%%
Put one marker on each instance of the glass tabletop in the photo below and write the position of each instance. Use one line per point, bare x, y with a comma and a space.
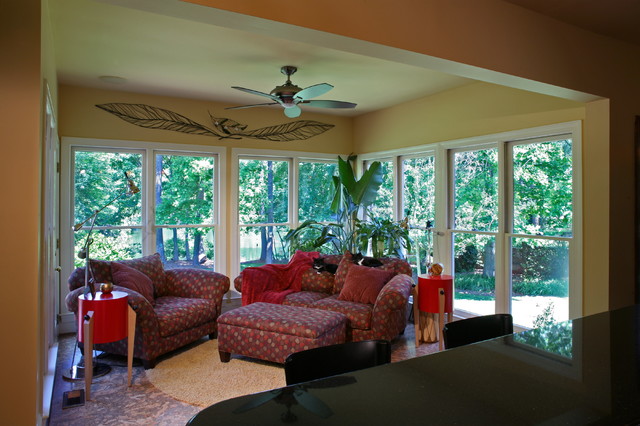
585, 371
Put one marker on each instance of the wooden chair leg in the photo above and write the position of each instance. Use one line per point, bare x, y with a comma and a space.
416, 316
88, 354
441, 318
131, 331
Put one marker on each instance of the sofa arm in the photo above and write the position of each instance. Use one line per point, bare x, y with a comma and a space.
390, 310
196, 284
237, 283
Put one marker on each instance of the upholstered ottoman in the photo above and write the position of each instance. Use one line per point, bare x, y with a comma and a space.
272, 332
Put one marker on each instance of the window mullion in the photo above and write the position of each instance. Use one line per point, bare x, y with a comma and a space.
503, 243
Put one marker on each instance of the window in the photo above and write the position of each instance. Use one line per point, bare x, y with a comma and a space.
185, 209
274, 192
475, 226
505, 211
175, 213
99, 179
263, 210
418, 205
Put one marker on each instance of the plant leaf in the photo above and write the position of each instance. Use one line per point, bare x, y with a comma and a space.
366, 189
297, 130
156, 118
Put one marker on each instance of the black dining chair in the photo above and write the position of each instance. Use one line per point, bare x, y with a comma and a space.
477, 329
337, 359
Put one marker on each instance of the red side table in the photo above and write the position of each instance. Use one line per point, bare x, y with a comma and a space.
106, 318
432, 296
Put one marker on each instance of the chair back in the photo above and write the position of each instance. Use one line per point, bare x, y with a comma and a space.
477, 329
337, 359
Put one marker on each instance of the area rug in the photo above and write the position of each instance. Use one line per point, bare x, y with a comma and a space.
198, 377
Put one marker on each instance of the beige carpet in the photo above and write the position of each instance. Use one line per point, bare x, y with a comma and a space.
198, 377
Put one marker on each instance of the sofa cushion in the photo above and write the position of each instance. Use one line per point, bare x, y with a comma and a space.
303, 298
282, 319
313, 280
363, 284
177, 314
132, 279
358, 314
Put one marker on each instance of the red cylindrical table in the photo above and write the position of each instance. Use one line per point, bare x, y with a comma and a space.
109, 316
105, 318
430, 307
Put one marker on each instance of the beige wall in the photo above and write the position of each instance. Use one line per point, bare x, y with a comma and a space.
79, 117
471, 110
483, 108
19, 217
494, 40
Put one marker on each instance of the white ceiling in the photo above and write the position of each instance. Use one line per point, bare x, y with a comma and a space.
166, 55
174, 48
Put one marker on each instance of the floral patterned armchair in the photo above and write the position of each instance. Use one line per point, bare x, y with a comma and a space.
385, 319
184, 307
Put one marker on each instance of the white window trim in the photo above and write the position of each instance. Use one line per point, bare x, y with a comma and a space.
442, 232
150, 148
264, 154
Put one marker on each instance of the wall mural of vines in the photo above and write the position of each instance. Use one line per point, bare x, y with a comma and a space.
223, 128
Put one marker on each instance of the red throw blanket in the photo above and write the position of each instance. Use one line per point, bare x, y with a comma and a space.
272, 282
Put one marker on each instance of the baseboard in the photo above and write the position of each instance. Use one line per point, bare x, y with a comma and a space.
67, 323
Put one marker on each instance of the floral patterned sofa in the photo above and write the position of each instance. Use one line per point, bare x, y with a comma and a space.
184, 305
385, 319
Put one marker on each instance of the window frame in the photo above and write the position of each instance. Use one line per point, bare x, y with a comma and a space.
294, 159
148, 150
443, 232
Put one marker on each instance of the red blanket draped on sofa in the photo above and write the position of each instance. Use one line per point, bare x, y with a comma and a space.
272, 282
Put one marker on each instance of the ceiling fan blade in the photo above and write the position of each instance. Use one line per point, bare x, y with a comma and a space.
313, 91
253, 105
329, 104
255, 92
292, 112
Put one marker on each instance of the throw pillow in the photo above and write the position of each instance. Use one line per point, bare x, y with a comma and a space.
132, 279
363, 284
341, 273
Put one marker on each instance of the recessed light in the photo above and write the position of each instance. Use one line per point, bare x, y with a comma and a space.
112, 79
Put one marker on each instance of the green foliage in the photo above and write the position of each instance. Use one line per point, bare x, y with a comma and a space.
467, 260
475, 283
480, 283
476, 190
549, 335
387, 237
536, 261
542, 188
351, 197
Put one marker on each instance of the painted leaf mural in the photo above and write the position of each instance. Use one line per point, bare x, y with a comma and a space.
223, 128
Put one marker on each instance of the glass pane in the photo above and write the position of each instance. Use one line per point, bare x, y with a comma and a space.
554, 338
539, 281
109, 244
263, 195
383, 206
99, 177
475, 265
184, 190
262, 244
542, 188
418, 190
476, 190
177, 247
315, 191
422, 250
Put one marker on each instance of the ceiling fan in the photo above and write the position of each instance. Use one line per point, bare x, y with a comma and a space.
291, 96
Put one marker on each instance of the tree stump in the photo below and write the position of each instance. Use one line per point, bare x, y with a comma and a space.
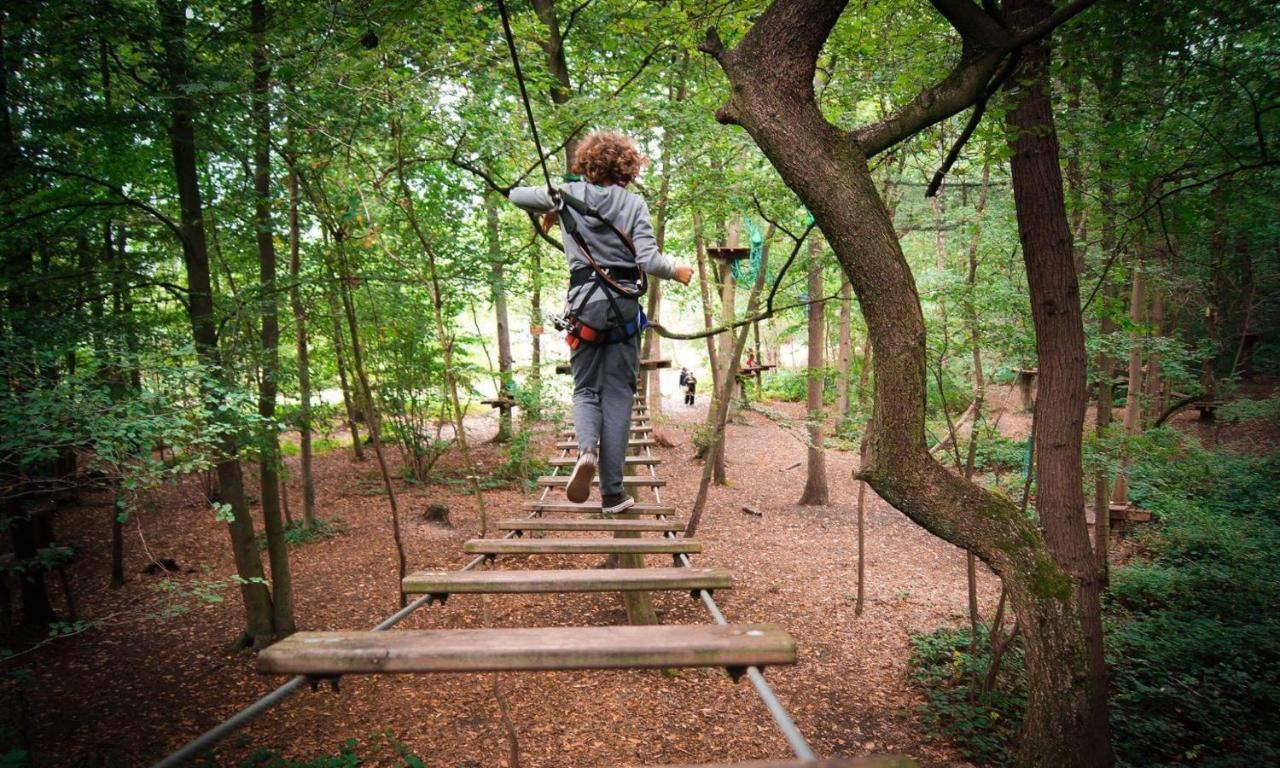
%%
*Description of the task*.
Convert all of the material above into a numbered list, one line per item, with blank lines dropped. Leave the pictures out.

*Worked solution*.
1. Put one marker on each instance of the glass tabletop in the photo below and write the position of each instance. Use one line per point, bare x, y with a comma and a space.
2. 585, 371
3. Put one marker on each instance of the wooden chair leg in the photo above and write the position of each instance. Use one line per point, bare x, y with a comma and a space.
4. 416, 316
5. 88, 354
6. 441, 318
7. 131, 331
8. Put one marker on each instance of the sofa arm in the photo above and write the position of each instance. Use one line per point, bare x, y with a comma and a space.
9. 390, 310
10. 196, 284
11. 237, 283
12. Put one marker on each instance of the upholstered ottoman in the photo above and write the position of each instance. Use one line per point, bare x, y with a comma and a space.
13. 272, 332
14. Put one marker on each instance of the window mullion in the photo above and write the position of each instance. Use one line per point, bare x, y with a comma and a space.
15. 503, 243
16. Put one marker on each instance of the window in the photo above and write the position of each instance. Use one line per point, bare x, y with a comma and a space.
17. 185, 209
18. 274, 192
19. 475, 226
20. 505, 211
21. 175, 213
22. 99, 179
23. 263, 210
24. 418, 205
25. Put one marker on each instance of the plant leaf in the photo above and write the position of each instance. Use one line per point, bare x, y with a comma and a space.
26. 366, 189
27. 297, 130
28. 156, 118
29. Put one marker on each instance of the black dining chair in the photo above and write the position of each instance. Use one line per point, bare x, y with a comma and a space.
30. 477, 329
31. 337, 359
32. Put one marker on each instance of the red side table in the photo above and write the position of each instance. Use one line per point, bare x, y with a comma and a space.
33. 106, 318
34. 432, 296
35. Put one marker on each instance of the chair back in the photo above and write the position of each instance. Use one line per point, bare x, y with a comma and a space.
36. 477, 329
37. 337, 359
38. Put one marker on each instance of the area rug in the photo above and write the position of each instance. Use one line per point, bare x, y with a comma and a space.
39. 198, 377
40. Put one marker on each instance of the beige carpet in the photo above and write the position of each instance. Use one line per point, bare x, y with a comma and a space.
41. 198, 377
42. Put one marker on each instance of the sofa cushion in the photo above and write the position of each instance. Use one line per point, bare x, y with a comma and a space.
43. 303, 298
44. 282, 319
45. 313, 280
46. 363, 284
47. 177, 314
48. 132, 279
49. 358, 314
50. Put one marker on each instance of the red cylindrical table in the photo above and write the position of each instance. Use one line per point, bare x, y with a comma and a space.
51. 109, 316
52. 105, 318
53. 430, 307
54. Put one marker on each instance of the beige wall in the photo above and write the position of each instance. Use one line per point, bare x, y with a comma and a space.
55. 79, 117
56. 471, 110
57. 483, 108
58. 19, 217
59. 494, 40
60. Put one marker on each instance of the white ceiling in the photo above and write the position of each instance. Use one line per point, bare x, y with a comma and a space.
61. 166, 55
62. 174, 48
63. Put one marker on each instance of the floral patterned armchair in the photo above and write the position of each instance. Use one line per point, bare x, y with a comma and a space.
64. 385, 319
65. 184, 307
66. Put one marker on each instance of the white window trim in the photo above and write the position of each instance. Use one line per point, bare x, y with a comma and a space.
67. 442, 232
68. 150, 148
69. 264, 154
70. Put one marker on each instance of the wall mural of vines in the photo above and write the position of each instance. Use one line per point, bare x, y with a comma and a space.
71. 223, 128
72. Put one marker on each instance of the red throw blanket in the photo above and write the position of each instance. Use one line per point, bare x, y with a comma and a space.
73. 272, 282
74. Put one marker on each instance of the baseboard in the photo above and write the position of each instance. Use one line per point, bare x, y with a comma and a space.
75. 67, 323
76. Put one marker on each instance of the floral patterned sofa in the photo above and write the position of each instance. Use one line per point, bare x, y with a comma and a space.
77. 184, 305
78. 385, 319
79. Put one marker on each instance of the window frame in the photo above and write the position of each instance. Use one line per point, bare x, y with a comma and a space.
80. 294, 159
81. 148, 150
82. 443, 232
83. Put one marker on each instance of the red blanket draped on sofa in the photo above and write the position of each instance. Use one line per point, bare x, y with a comma and a space.
84. 272, 282
85. Put one marker on each instance of the ceiling fan blade in the photo above and write the position of each instance. Use one line per point, bare x, y with a comma and a space.
86. 313, 91
87. 253, 105
88. 329, 104
89. 255, 92
90. 292, 112
91. Put one marker on each instance of the throw pillow in the photo above and write the position of each instance. Use one line per point, bare x, y with a comma and a space.
92. 132, 279
93. 363, 284
94. 341, 273
95. Put one marker on each instance of the recessed light in the photo above and write the position of each instance. Use one line per point, bare x, y with a comma and a space.
96. 112, 79
97. Put one marker on each instance of the green foliage in the photo above and write the position of each instance. Use one line per point, bare x, y with a comma and a space.
98. 467, 260
99. 475, 283
100. 480, 283
101. 476, 190
102. 549, 335
103. 387, 237
104. 536, 261
105. 542, 188
106. 351, 197
107. Put one marker on each instance of the painted leaf mural in the photo above and write the position of each instance. Use one line per point, bare x, y with a comma and a space.
108. 223, 128
109. Put one marker on each instance of the glass pane in the photo above and write the position of each instance. Use one line per point, bare x, y with a comma and a space.
110. 554, 338
111. 539, 281
112. 109, 244
113. 263, 195
114. 383, 206
115. 99, 177
116. 475, 265
117. 184, 190
118. 262, 244
119. 542, 188
120. 418, 190
121. 476, 190
122. 177, 247
123. 315, 191
124. 422, 250
125. Put one marker on each instance of the ceiling fan in the photo above and write the position of each instance. Use one line per point, bare x, y with a comma and a space.
126. 291, 96
127. Put one marker on each instance of the tree stump in the photo below and write the position of each instance. Use one line per point, bare x, y with a comma and a space.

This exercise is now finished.